§ Travail à faire: Reprenez le texte sur Sébastien Faure là où il s'arrête, en enchaînant après sa dernière phrase.

§ Texte présenté:
━━━━━━━━━━
Il faut le dire, je ne connaissais pas vraiment Sébastien Faure. (1856-1942). Une visite aux Archives Départementales de l’Ain m’a permis de le découvrir.

Sébastien Faure, né à Saint-Etienne (Loire), est issu de la bourgeoisie cléricale de province. Il se destinait à rentrer dans les ordres. Mais certains événements vont lui faire renier sa foi. Il rejoint alors le socialisme, plus précisément le guesdisme qui, rappelons-le, s’inscrivant dans la lutte des classes n’est ni réformiste, ni pour la révolution immédiate.

Dans les années 1887-1888, sous l’influence de Kropotkine et d’Elisée Reclus, il se tourne vers les idées libertaires. Il devient l’un des plus grands orateurs libertaires de la fin du 19 ème siècle. Il parcourt la France en tous sens, donnant des conférences avec des titres évocateurs : Douze preuves de l’inexistence de Dieu, La pourriture parlementaire, Ni commander, ni obéir.
━━━━━━━━━━
§ Données fournies:
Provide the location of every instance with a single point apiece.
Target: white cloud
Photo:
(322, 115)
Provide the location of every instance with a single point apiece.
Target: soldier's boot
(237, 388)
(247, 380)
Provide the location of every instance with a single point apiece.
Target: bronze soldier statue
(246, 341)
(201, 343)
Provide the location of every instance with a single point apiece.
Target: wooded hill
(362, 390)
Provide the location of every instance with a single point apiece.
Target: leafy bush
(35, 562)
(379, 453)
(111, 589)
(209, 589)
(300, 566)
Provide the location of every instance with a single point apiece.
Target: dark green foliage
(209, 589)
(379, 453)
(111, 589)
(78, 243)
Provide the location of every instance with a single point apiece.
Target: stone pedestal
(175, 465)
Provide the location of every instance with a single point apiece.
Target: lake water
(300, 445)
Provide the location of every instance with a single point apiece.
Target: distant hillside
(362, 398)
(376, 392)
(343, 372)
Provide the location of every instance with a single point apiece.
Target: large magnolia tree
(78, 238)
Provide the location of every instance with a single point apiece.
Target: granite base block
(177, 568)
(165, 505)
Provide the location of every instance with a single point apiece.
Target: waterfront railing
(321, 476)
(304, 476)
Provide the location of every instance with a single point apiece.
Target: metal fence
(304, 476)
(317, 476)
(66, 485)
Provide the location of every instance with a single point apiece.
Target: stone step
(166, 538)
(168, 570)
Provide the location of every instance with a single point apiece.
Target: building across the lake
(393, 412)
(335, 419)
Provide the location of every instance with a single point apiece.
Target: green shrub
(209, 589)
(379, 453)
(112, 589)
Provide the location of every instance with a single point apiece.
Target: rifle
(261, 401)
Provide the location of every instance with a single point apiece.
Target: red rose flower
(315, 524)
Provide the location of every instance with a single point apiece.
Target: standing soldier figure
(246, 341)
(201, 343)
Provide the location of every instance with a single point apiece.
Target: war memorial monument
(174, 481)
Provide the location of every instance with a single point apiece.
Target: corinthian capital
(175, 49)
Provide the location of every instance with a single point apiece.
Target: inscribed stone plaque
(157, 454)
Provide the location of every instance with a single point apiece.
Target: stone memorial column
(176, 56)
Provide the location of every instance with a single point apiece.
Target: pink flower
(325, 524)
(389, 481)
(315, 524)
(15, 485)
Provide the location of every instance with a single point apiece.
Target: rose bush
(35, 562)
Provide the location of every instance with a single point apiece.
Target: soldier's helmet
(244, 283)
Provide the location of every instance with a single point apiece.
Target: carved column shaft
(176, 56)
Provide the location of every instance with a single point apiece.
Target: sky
━━━━━━━━━━
§ Réponse rédigée:
À partir des années 1890, il va participer à la fondation de différents journaux libertaires, comme en 1895 avec l’hebdomadaire Le Libertaire, dont les co-fondateurs sont Constant Martin et Louise Michel.

L’année suivante, en juin, le ministre de l’Intérieur Louis Barthou du gouvernement Jules Méline, envoie une circulaire à tous les préfets départementaux : « L’anarchiste Sébastien Faure ayant entrepris une tournée de conférences dans les départements, j’attacherais beaucoup d’intérêt à savoir si dans ses discours, il tient des propos tombant sous le coup des lois pénales. En conséquence, toutes les fois qu’il organisera une réunion publique dans votre département, je vous recommande de déléguer pour y assister le fonctionnaire qui vous paraîtra le plus apte à rendre compte d’une manière précise des paroles prononcées par l’orateur (…). D’autre part, si les conférences de Sébastien Faure sont l’occasion de désordres, il faudra veiller au maintien de l’ordre avec les forces nécessaires (…) ». Dès cet instant, il sera surveillé ; mais les rapports de police nous laisseront des témoignages assez précis de ces thèmes de conférence.

Au moment de l’Affaire Dreyfus, en 1898, il rédige un J’accuse plus violent que celui de Zola et convainc les libertaires de prendre position sur l’Affaire.

En 1901, il fonde à Lyon « Le Quotidien ». C’est à cette époque que Sébastien Faure parcourt le département de l’Ain, donnant des conférences à Bourg-en-Bresse, à Nantua, à Tenay, à Oyonnax et à Genève.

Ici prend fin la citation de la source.